=== Selected passage ===

This is another edition in the Swarm and Sting round-table series. Here is a link to our last round-table, which was centered around Lance Stephenson. To view that article, click on this link
In this round-table, we will be discussing the Eastern Conference, and how it has changed over the off-season. Participating in this round-table is Swarm and Sting’s Adam Lutterloh, Andy Moore, Nathan Miller, Andrew Snyder, Daniel Zimmermann, and H.T. Wells.
Here are the questions that were asked to each of these writers, and their answer to each question:
1. If the trade goes through, are the Cleveland Cavaliers making the right move trading Andrew Wiggins for Kevin Love?
Andrew Snyder - I think trading for Love is the right move. They need to capitalize on LeBron’s prime, and acquiring Love gives them the best chance to win right now. Wiggins is a great prospects, and could very well turn into a dynamic two-way player, but right now is an unknown commodity and Love has proven he is an elite player. If they acquire Love print their tickets to the NBA Finals NOW.
Nathan Miller - I think the Cavs are making the right decision trading Wiggins for Love. Although Wiggins has the potential to be the best player in the league some day there is no telling if or when that will happen. Love is a proven top 10 player in the league and in the NBA if you have a chance to put together a championship team, especially in a market like Cleveland, you take the opportunity.
Adam Lutterloh – Yes, the Cavs are making the right move trading Wiggins (and Anthony Bennett and a first round pick) for Kevin Love. The T-Wolves are making a good decision with the trade as well. If you are Cleveland, and you know your fan base is starved for a championship, you just about have to make this trade because it immediately makes your team one of the four or five that can actually win the championship next season. One thing to consider with Cleveland is that outside of LeBron, none of the key players on the Cavs next year, including Kevin Love, have any playoff experience.

===

> Written request
Write out the part of the round-table starting with "Adam Lutterloh –" and going on through "any playoff experience.", word for word.

=== Data supplied ===

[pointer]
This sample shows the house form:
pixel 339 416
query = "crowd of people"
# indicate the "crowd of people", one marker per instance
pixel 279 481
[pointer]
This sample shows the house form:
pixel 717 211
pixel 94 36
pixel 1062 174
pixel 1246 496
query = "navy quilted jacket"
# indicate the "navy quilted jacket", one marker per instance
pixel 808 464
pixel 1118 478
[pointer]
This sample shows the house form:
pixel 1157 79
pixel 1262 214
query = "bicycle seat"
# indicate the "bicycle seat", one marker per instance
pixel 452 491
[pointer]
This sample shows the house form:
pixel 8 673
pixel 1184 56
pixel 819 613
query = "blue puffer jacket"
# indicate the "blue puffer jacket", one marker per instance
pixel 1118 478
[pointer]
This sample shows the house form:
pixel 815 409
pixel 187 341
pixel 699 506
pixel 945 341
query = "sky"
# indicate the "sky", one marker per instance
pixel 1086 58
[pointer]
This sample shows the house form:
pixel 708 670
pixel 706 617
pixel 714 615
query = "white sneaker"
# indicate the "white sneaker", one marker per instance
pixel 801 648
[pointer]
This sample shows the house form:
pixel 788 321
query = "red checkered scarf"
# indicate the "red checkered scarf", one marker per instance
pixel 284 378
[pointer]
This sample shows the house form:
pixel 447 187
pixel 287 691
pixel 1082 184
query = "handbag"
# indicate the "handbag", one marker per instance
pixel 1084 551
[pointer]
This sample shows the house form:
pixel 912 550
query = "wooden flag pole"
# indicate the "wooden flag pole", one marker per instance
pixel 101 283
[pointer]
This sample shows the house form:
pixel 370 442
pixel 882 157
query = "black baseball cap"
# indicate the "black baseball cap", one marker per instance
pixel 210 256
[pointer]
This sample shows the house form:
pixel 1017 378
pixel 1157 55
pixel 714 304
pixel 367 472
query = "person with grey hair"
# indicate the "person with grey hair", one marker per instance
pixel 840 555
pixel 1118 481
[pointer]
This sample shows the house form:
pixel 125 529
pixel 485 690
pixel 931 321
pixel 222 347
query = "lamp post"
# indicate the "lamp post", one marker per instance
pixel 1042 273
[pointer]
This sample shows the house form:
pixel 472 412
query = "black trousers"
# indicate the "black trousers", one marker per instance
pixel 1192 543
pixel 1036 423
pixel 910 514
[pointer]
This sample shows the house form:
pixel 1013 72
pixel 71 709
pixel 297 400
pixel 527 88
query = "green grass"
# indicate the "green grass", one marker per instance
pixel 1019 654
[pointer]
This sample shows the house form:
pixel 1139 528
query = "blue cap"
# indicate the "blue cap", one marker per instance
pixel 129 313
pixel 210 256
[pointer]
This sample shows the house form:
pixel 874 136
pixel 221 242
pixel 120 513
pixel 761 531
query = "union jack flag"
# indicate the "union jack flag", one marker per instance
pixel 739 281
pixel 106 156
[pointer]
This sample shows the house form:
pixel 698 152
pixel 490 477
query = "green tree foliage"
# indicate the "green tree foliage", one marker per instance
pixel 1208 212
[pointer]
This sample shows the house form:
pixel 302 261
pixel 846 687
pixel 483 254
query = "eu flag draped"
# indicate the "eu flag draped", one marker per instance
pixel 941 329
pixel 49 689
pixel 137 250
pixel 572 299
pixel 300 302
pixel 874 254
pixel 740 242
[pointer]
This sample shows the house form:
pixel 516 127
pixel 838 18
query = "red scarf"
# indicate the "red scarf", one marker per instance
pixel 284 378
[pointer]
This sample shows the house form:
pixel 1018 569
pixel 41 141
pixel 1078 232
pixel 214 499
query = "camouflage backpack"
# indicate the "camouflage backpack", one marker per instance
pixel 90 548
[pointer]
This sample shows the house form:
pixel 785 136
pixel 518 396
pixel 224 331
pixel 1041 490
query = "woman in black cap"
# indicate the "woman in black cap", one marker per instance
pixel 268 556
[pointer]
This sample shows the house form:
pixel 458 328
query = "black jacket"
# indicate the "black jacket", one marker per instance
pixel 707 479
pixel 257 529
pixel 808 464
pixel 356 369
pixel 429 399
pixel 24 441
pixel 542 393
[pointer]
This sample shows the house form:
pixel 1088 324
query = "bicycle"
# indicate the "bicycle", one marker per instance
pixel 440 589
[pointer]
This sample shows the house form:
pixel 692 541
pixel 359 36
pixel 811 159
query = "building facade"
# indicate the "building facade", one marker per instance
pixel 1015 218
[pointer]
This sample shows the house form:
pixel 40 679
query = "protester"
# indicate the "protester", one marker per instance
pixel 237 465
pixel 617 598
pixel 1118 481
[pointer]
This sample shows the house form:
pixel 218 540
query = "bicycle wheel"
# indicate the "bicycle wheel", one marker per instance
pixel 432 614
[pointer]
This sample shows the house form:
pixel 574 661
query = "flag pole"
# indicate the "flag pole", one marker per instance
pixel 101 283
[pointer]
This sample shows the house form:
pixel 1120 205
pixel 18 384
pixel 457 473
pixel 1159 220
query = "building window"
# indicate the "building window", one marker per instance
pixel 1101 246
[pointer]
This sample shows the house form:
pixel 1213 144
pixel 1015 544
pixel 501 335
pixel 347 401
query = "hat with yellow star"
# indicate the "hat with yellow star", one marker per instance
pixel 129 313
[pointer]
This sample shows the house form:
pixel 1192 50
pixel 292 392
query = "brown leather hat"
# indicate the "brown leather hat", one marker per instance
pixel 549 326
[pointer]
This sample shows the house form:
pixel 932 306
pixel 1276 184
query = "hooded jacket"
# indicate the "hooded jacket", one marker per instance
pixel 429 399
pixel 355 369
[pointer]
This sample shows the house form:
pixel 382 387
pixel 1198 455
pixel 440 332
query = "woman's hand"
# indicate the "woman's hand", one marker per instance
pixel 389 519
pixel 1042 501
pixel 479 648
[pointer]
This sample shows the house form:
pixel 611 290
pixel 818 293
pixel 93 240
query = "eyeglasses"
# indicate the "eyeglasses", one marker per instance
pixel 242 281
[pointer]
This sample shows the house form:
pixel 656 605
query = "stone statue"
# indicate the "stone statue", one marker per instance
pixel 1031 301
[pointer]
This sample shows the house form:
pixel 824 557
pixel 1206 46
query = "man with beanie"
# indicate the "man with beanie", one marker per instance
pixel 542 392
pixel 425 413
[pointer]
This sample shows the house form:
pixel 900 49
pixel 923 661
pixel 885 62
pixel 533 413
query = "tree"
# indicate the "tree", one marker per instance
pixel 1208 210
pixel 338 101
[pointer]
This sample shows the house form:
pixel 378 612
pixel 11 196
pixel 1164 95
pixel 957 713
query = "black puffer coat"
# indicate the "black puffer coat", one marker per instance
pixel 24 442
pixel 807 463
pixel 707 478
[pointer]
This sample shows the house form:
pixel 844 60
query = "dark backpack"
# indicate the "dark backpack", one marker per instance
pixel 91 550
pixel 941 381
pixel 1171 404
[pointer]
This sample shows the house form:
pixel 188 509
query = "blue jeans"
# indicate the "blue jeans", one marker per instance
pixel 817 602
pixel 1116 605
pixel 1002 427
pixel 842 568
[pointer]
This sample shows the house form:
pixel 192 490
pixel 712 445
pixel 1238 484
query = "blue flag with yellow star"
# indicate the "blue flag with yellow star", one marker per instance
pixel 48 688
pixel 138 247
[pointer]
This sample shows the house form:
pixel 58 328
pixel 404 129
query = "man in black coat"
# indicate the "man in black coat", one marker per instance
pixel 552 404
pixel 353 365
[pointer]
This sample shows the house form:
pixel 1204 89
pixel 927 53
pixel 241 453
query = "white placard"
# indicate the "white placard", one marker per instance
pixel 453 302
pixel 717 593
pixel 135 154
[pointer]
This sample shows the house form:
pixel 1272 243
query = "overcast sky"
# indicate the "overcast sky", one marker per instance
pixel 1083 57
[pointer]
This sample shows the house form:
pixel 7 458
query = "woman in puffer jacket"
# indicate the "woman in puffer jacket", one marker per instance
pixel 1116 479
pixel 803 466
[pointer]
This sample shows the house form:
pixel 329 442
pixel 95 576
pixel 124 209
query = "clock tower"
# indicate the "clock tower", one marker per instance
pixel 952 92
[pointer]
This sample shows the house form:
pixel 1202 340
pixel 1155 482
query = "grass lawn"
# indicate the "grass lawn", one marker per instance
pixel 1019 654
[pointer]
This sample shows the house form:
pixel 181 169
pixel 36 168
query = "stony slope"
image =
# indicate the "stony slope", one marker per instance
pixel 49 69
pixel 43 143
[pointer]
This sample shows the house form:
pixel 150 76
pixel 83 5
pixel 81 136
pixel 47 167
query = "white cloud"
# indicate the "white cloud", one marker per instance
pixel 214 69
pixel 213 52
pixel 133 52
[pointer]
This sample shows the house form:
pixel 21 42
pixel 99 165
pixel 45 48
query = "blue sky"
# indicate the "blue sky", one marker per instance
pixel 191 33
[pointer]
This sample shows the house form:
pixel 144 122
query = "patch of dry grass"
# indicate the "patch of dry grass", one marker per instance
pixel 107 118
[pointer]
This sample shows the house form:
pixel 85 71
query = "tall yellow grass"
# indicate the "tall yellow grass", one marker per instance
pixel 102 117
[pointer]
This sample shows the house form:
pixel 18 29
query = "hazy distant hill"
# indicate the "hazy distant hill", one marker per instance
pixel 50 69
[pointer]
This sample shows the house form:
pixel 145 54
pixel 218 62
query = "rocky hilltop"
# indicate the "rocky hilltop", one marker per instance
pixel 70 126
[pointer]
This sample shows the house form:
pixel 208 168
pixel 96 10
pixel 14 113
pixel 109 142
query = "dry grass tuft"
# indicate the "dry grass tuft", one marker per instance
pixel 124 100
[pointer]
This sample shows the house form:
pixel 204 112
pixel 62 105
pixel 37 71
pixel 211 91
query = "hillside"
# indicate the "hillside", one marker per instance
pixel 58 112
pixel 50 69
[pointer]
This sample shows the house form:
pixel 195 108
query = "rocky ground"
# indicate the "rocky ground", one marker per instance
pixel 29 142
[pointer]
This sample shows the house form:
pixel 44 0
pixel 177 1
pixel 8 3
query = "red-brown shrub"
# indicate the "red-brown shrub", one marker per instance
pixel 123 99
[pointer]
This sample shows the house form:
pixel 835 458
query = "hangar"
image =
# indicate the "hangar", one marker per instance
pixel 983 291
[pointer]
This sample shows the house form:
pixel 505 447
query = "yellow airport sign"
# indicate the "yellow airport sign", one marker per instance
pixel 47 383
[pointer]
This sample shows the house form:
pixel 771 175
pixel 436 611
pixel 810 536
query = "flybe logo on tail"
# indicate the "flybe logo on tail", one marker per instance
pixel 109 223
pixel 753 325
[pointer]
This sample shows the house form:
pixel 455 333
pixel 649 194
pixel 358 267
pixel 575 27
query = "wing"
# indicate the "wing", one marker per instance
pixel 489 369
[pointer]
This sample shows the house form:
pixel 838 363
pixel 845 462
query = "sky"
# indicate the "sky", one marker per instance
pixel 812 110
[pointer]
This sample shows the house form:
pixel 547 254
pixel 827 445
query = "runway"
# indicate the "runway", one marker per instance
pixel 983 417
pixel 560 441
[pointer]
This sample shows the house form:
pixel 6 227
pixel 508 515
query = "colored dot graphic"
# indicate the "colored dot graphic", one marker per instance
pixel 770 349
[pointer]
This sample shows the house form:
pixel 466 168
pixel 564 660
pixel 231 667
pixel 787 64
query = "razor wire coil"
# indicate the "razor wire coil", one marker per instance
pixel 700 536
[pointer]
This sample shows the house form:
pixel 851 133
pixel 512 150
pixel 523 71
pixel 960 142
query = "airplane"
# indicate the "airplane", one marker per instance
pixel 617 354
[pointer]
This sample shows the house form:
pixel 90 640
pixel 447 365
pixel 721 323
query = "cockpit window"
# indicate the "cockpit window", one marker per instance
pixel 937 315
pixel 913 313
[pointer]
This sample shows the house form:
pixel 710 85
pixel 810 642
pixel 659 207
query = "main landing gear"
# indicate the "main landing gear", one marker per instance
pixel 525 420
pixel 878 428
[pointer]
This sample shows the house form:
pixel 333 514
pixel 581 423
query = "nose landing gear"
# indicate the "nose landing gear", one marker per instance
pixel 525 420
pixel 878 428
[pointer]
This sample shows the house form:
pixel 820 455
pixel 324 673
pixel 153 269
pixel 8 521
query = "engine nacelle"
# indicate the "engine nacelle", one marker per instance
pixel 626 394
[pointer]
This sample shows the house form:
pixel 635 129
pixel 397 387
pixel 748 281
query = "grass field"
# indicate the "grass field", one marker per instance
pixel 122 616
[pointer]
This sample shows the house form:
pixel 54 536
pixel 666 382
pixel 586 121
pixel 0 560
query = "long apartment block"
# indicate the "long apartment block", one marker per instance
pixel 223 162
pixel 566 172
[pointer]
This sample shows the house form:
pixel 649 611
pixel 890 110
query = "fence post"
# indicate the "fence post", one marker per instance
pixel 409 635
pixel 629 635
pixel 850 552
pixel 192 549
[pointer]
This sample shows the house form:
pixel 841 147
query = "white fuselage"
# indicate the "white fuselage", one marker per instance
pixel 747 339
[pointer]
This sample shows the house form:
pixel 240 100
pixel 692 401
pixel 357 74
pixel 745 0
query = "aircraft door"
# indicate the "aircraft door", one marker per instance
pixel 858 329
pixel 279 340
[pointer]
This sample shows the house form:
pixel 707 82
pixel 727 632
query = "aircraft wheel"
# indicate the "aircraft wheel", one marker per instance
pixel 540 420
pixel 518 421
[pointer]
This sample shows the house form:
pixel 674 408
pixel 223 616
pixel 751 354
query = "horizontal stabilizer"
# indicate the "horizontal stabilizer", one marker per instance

===

> Written response
Adam Lutterloh – Yes, the Cavs are making the right move trading Wiggins (and Anthony Bennett and a first round pick) for Kevin Love. The T-Wolves are making a good decision with the trade as well. If you are Cleveland, and you know your fan base is starved for a championship, you just about have to make this trade because it immediately makes your team one of the four or five that can actually win the championship next season. One thing to consider with Cleveland is that outside of LeBron, none of the key players on the Cavs next year, including Kevin Love, have any playoff experience.